▸ WHAT YOU SHOULD DO
Copy word for word every line from the one containing "Please segment the red" through the end of the listing.

++++++++

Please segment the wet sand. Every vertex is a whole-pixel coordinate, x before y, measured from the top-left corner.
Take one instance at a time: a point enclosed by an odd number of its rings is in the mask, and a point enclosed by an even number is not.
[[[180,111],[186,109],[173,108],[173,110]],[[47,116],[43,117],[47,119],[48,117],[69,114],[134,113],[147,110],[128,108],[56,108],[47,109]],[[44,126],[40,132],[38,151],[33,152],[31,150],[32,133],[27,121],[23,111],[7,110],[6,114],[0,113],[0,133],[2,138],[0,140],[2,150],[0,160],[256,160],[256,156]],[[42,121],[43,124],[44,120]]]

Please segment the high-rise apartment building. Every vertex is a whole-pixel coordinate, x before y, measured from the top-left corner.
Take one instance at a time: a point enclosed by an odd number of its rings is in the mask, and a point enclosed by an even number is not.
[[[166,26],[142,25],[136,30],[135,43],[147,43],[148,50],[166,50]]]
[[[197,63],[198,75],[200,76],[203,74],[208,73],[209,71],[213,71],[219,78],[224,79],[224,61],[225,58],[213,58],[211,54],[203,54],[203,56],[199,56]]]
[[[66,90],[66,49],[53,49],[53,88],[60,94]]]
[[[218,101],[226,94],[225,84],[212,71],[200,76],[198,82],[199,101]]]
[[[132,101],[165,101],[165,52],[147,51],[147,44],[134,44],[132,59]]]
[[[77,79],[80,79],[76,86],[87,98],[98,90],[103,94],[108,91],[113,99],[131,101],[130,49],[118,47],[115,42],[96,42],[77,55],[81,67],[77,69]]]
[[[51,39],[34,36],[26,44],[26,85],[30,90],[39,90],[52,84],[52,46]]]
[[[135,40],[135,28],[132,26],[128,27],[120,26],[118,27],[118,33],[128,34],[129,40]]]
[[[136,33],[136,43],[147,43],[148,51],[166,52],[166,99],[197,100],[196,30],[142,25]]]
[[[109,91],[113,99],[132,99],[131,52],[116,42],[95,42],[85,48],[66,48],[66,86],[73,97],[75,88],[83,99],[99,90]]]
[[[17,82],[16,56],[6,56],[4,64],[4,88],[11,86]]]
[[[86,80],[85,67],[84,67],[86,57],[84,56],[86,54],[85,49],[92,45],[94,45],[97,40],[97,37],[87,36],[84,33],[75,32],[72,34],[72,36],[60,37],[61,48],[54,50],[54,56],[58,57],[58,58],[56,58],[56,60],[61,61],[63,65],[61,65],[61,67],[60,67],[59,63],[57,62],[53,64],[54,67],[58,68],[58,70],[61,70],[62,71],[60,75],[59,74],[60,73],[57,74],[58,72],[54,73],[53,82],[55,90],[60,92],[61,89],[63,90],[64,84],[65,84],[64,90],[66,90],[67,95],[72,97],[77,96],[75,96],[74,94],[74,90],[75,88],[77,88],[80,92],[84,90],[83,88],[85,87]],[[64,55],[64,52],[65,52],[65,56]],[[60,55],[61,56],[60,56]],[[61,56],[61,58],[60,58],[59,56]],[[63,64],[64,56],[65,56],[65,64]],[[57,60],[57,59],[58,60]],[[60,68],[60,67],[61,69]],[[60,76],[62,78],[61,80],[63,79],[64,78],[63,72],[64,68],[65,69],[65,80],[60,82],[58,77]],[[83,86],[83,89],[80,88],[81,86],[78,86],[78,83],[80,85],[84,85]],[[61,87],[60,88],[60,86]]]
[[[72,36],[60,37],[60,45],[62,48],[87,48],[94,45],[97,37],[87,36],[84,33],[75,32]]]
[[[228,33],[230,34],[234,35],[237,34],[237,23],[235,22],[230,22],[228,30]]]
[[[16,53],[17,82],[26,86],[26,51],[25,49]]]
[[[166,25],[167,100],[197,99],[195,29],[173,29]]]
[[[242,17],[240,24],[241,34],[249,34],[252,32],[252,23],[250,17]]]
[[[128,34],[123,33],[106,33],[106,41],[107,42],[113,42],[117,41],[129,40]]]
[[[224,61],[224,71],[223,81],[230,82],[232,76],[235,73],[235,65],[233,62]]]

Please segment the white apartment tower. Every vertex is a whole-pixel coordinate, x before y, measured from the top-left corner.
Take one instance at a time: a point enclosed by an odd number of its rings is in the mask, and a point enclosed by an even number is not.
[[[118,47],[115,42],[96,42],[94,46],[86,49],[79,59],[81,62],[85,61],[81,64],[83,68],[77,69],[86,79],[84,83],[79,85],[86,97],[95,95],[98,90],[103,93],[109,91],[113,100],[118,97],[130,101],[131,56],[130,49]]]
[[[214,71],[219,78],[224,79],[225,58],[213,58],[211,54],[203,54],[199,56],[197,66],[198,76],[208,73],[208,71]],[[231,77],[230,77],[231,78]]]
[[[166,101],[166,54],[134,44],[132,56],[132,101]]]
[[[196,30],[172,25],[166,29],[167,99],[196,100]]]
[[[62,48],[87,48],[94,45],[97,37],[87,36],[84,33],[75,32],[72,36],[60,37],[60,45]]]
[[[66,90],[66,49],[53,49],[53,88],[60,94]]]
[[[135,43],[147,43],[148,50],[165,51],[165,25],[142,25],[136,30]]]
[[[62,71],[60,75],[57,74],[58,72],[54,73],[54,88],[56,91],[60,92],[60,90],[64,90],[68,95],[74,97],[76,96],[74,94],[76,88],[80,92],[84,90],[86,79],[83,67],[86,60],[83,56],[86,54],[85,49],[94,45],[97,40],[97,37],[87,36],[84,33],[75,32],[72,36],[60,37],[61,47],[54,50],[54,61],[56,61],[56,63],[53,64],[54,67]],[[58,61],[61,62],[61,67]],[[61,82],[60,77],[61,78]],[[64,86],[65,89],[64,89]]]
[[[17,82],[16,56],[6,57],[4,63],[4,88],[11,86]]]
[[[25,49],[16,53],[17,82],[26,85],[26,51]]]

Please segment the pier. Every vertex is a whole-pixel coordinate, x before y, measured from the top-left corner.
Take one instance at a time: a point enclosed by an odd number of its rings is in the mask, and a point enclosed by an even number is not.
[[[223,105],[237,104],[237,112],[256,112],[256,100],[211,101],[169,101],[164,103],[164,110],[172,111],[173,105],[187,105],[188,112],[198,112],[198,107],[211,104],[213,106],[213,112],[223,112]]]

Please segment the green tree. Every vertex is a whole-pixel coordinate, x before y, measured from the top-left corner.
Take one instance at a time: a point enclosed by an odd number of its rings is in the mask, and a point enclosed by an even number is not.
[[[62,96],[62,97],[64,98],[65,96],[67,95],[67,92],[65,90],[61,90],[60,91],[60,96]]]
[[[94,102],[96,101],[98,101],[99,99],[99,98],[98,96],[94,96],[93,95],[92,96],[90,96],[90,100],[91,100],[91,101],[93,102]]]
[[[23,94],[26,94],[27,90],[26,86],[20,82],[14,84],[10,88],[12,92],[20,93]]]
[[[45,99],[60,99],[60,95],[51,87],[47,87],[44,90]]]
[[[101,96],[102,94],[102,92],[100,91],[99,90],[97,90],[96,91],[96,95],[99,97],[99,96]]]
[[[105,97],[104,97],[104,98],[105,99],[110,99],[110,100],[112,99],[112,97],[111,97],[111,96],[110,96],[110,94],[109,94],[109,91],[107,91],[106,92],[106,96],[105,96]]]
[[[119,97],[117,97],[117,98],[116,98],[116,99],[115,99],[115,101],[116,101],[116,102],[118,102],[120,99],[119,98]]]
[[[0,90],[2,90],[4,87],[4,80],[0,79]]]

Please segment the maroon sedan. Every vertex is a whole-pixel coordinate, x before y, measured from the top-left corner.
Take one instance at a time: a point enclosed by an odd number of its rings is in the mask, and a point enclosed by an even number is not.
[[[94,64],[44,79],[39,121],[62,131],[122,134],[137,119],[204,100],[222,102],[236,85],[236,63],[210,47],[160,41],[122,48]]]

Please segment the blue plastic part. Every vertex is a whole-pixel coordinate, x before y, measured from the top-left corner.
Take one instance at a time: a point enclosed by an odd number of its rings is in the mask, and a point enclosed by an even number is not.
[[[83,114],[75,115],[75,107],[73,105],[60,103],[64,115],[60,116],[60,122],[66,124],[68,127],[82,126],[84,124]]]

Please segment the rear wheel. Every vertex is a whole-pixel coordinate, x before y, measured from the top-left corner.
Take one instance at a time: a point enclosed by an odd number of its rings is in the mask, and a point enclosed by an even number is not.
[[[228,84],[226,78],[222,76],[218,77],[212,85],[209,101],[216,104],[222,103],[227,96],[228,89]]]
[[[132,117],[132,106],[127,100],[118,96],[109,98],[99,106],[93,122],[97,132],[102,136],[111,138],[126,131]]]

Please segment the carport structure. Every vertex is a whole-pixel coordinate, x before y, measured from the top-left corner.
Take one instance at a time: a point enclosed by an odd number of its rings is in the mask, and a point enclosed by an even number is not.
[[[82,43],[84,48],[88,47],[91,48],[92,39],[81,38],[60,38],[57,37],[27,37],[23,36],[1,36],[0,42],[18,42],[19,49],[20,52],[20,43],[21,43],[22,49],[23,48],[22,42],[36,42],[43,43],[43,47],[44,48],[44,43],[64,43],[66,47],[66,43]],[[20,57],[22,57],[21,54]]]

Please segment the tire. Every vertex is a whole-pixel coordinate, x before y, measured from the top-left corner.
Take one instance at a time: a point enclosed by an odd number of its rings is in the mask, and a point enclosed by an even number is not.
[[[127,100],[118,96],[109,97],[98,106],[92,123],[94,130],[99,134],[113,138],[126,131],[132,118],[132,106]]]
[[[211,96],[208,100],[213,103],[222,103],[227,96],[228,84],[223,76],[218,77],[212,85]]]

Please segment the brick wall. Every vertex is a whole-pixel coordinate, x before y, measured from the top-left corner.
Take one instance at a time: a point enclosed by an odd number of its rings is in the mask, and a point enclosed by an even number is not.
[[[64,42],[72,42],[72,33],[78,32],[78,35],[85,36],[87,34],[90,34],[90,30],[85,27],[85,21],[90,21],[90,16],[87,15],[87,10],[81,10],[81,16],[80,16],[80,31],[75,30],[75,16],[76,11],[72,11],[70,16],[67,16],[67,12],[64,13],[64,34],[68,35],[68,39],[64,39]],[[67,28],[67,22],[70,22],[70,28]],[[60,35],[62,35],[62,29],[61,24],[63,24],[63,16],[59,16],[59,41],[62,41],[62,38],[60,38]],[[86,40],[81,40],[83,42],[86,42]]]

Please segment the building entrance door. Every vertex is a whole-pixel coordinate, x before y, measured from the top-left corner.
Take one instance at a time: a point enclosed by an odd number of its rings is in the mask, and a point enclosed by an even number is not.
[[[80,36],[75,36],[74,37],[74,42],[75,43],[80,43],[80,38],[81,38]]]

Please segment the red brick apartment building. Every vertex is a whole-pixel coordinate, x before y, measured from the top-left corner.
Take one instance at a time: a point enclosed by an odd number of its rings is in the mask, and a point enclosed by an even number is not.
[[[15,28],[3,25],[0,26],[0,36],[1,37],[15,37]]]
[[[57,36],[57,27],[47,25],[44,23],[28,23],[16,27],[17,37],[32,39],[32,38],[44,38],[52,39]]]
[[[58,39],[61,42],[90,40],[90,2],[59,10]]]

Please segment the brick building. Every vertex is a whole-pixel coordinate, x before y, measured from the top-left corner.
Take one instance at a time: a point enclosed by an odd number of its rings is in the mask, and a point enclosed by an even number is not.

++++++++

▸ SOLUTION FOR THIS PROBLEM
Please segment the red brick apartment building. Every vertex is a whole-pixel coordinate, x before y, measured from the top-left corner.
Take one instance at a time: a point enclosed by an odd number of its rings is in the mask, and a point enclosed by an even number is not.
[[[15,28],[3,25],[0,26],[0,36],[1,37],[15,37]]]
[[[57,36],[57,27],[47,25],[44,23],[28,23],[16,27],[17,37],[32,39],[32,38],[44,38],[52,39]]]
[[[58,39],[61,42],[90,40],[90,2],[59,10]]]

Please segment the brick building. Every vertex is a whole-pixel coordinate, x before y, measured from the top-left corner.
Take one instance at a time: a point enclosed by an odd number of its rings is in the mask, and a point enclosed by an even number is not.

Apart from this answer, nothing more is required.